>> start Extracted information

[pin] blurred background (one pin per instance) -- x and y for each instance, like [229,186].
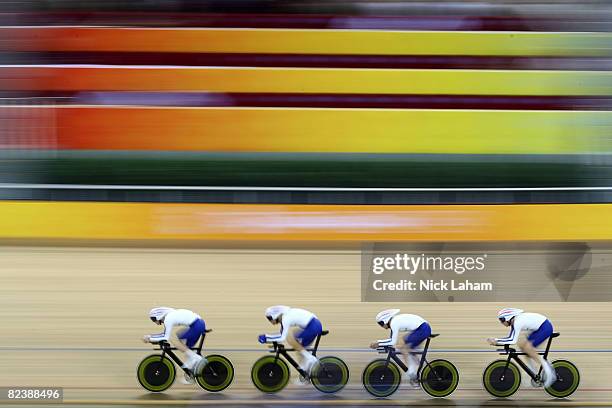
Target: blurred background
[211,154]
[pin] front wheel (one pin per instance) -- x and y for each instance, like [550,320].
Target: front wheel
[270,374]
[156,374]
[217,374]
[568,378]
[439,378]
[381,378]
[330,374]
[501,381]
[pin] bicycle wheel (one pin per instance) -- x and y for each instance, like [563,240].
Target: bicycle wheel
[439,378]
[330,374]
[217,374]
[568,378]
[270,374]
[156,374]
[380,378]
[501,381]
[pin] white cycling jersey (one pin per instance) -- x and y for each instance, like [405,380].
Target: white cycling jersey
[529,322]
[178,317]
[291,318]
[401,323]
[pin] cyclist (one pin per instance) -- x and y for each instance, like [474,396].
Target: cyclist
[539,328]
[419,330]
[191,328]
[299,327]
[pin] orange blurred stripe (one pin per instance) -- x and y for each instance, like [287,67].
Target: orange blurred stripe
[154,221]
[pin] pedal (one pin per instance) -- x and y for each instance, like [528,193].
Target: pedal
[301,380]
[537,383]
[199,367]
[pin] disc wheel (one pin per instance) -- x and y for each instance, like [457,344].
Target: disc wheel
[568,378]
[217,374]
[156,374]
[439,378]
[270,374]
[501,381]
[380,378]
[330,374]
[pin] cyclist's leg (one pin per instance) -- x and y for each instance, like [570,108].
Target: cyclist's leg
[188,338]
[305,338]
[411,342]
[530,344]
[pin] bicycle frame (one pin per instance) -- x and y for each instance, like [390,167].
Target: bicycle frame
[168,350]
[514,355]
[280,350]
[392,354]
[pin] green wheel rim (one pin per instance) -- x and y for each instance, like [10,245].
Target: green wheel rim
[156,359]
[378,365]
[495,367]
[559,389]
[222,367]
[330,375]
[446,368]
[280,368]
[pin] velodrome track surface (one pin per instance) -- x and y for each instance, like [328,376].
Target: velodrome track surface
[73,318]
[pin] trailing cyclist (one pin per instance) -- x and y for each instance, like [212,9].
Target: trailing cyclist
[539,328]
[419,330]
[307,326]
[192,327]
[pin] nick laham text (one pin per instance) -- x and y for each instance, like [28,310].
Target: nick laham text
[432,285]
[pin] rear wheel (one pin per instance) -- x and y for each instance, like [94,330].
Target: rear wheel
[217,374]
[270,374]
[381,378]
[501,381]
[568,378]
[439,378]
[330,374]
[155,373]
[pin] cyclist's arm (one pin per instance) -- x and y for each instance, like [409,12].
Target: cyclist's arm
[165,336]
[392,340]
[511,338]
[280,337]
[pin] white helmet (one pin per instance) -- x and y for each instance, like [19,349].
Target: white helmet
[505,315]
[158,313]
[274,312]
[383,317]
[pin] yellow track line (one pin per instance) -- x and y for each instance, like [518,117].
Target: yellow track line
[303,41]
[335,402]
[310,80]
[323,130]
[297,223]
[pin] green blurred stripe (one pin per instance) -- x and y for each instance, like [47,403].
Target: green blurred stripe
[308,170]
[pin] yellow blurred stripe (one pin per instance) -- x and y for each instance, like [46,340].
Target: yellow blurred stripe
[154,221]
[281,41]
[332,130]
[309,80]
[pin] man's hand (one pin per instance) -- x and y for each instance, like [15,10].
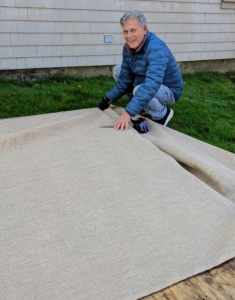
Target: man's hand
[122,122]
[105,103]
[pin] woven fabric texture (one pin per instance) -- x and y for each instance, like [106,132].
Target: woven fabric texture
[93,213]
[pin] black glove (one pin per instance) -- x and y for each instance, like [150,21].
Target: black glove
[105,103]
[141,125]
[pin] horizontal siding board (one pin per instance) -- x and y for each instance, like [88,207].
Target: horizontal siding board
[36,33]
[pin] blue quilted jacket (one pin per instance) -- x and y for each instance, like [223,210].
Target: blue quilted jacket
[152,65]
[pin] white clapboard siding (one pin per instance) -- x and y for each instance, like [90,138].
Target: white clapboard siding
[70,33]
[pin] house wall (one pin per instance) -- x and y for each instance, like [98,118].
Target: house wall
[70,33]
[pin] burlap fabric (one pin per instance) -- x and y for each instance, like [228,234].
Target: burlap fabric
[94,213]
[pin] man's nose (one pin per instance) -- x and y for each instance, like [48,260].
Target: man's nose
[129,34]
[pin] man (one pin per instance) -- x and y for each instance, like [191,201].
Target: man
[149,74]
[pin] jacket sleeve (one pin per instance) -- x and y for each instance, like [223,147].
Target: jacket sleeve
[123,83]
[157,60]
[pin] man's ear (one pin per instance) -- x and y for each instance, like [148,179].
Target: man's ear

>> end Extracted information

Rewrite everything from the line containing "[pin] yellow track" down to the end of the entries, adjusting each coordinate in the answers by -114 and leaving every other line unchanged. Leave the pictures out.

[pin] yellow track line (one pin per instance) -- x and y for each instance, like [518,117].
Target: yellow track line
[189,-73]
[221,288]
[196,-34]
[209,16]
[183,109]
[pin] green blurred stripe (one pin per instance) -- x and y for each instance, like [47,403].
Target: green blurred stripe
[194,56]
[pin] yellow blurred stripe (one pin per instance) -- x and y for each instance, like [46,340].
Target: yellow blurred stripe
[40,107]
[167,-73]
[218,16]
[195,-34]
[pin] man's hand (one pin per instance) -- x and y for each instance, like [15,10].
Target: man's hand
[8,8]
[-9,-11]
[pin] woven fabric texture (one pin per instance) -- x and y for each instance, like [106,132].
Target: woven fabric texture
[-21,99]
[pin] black glove (one pin per instance) -- x and y for each instance, like [150,21].
Target: black glove
[-9,-11]
[27,11]
[pin] horizontal siding board (one pin per instance) -- x and y for each instance, like [88,207].
Target: horizontal siding board
[-78,-81]
[pin] blue quilted jacket (one pin per instance) -- x and y for each instance, like [223,210].
Target: blue quilted jacket
[38,-49]
[pin] white clapboard siding (one pin per instance) -- x and y for each instance, like [90,138].
Target: white clapboard siding
[-44,-81]
[pin] house wall (one pin per instance) -- x and y for each instance, like [98,118].
Target: house wall
[-44,-81]
[pin] burlap fabric (one pin per instance) -- x and y for each instance, like [228,234].
Target: burlap fabric
[-20,99]
[pin] man's nose (one pin per instance) -- x and y for each instance, like [48,260].
Target: man's nose
[15,-80]
[pin] man (one pin per instance) -- x and y for each instance, like [191,201].
Target: man
[35,-40]
[pin] jacket sleeve (one pin per instance) -- x and y for each instance, like [223,147].
Target: jacket sleeve
[9,-31]
[43,-54]
[pin] man's ear (one pin per instance) -- x and y for each instance, like [148,179].
Target: man's ear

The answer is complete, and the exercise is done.